Output all of the entries exactly as written.
⟨
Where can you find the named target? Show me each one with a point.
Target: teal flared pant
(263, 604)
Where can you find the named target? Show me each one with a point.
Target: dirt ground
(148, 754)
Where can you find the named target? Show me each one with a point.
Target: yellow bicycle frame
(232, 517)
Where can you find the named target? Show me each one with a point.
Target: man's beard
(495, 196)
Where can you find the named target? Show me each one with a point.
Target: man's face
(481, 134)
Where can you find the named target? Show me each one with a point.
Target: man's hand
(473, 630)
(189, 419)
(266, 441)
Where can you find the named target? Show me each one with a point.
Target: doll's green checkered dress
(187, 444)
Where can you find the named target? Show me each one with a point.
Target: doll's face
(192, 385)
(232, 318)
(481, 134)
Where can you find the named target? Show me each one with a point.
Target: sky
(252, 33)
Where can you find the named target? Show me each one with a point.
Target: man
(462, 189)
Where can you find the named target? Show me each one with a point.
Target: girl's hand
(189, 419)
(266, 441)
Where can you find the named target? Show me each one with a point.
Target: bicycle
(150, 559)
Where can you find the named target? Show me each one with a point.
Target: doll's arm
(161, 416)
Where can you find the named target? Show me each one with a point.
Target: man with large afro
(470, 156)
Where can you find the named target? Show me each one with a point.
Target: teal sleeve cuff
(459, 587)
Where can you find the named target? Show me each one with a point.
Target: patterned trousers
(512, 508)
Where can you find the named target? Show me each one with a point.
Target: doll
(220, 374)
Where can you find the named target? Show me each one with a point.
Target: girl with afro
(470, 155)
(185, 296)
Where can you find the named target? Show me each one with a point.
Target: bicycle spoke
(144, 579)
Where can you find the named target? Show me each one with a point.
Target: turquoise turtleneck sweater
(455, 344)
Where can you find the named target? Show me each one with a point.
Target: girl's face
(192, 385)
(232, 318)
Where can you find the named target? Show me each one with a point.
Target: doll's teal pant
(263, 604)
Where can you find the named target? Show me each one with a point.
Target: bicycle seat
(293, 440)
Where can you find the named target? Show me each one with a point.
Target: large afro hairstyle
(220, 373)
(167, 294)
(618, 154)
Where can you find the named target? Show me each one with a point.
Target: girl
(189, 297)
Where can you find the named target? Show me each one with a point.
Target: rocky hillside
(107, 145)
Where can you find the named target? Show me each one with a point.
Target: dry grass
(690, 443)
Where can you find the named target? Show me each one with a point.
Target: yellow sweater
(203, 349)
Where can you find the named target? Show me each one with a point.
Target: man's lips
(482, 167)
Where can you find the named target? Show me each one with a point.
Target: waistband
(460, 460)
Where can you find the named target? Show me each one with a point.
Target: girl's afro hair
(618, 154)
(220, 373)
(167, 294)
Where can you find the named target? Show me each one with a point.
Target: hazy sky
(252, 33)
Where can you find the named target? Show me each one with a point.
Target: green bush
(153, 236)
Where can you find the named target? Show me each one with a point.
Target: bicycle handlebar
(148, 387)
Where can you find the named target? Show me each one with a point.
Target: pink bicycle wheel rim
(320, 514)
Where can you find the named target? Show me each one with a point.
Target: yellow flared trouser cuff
⟩
- Output below
Where can you find the named target? Show me each one with a point.
Target: teal flared pant
(263, 604)
Where can you find the named target? Show me each one with a point.
Target: dirt ground
(148, 754)
Where can you find the named target? Show me each one with a point.
Target: yellow bicycle frame
(232, 517)
Where can you find the named target? Show me each one with a point.
Target: man's beard
(495, 196)
Where can you find the named target? Show me each one with a point.
Target: man's face
(481, 134)
Where can you find the named target? Show me each one with a point.
Target: man's hand
(473, 630)
(189, 419)
(266, 441)
Where can you find the named target? Show me each one with a point.
Target: doll's green checkered dress
(187, 444)
Where can you find the named target? Show me each one with a point.
Target: doll's face
(192, 385)
(232, 318)
(481, 134)
Where can you find the named target? Show me each one with a point.
Target: sky
(252, 33)
Where can you find the named target? Show me each one with a point.
Target: man
(462, 189)
Where can you find the named target? Show me each one with a point.
Target: girl's hand
(189, 419)
(266, 441)
Where can you find the named target? Show me each one with a point.
Target: bicycle
(150, 559)
Where can you find the named target? Show me each one with a point.
Target: doll's arm
(161, 416)
Where can you find the named target? Show me each one with a point.
Target: man with large afro
(470, 156)
Where can you find the named target? Show me each one with a point.
Target: teal sleeve cuff
(459, 587)
Where can you find the named target? Show me each one with a point.
Target: patterned trousers
(512, 508)
Where can you find the named target? Show me each one with a point.
Target: doll
(220, 374)
Where can you find the named target? Show me each one with a point.
Target: girl with afro
(470, 155)
(185, 296)
Where can you find the named target? Show me each one with a point.
Target: bicycle spoke
(144, 579)
Where can you find the named target? Show me each one with a point.
Target: turquoise turtleneck sweater
(455, 344)
Where can you find the named target? Show me each one with a point.
Target: girl's face
(192, 385)
(232, 318)
Where can you find the named target? Show me each one with a point.
Target: doll's teal pant
(263, 604)
Where can you find the named target? Show me each one with a point.
Target: bicycle seat
(293, 440)
Where can you find the named target? Show me each one with a point.
Target: large afro hairstyle
(220, 373)
(167, 294)
(618, 154)
Where can you find the named target? Show me each one with a point.
Target: girl
(189, 297)
Where can you find the named target? Show me each one with a point.
Target: rocky hillside
(107, 145)
Where can you find the named target? Show me each one with a point.
Target: dry grass
(690, 443)
Where can you find the named target? Show me each one with a point.
Target: yellow sweater
(203, 349)
Where can you find the named target? Show me each one with a point.
Target: man's lips
(482, 167)
Where can you find the named target? Show me each one with a point.
Target: waistband
(460, 460)
Where can you find the named target? Show me each one with a point.
Target: girl's afro hair
(618, 154)
(220, 373)
(167, 294)
Where can you find the named target? Show me each one with a point.
Target: hazy sky
(252, 33)
Where can you find the named target? Show me each one with a point.
Target: green bush
(153, 236)
Where can you find the named target? Show me each one with a point.
Target: bicycle handlebar
(148, 387)
Where can you find the named target? Show me each one with a point.
Target: pink bicycle wheel rim
(320, 514)
Where can you find the named target? Show me each one with a point.
Target: yellow flared trouser cuff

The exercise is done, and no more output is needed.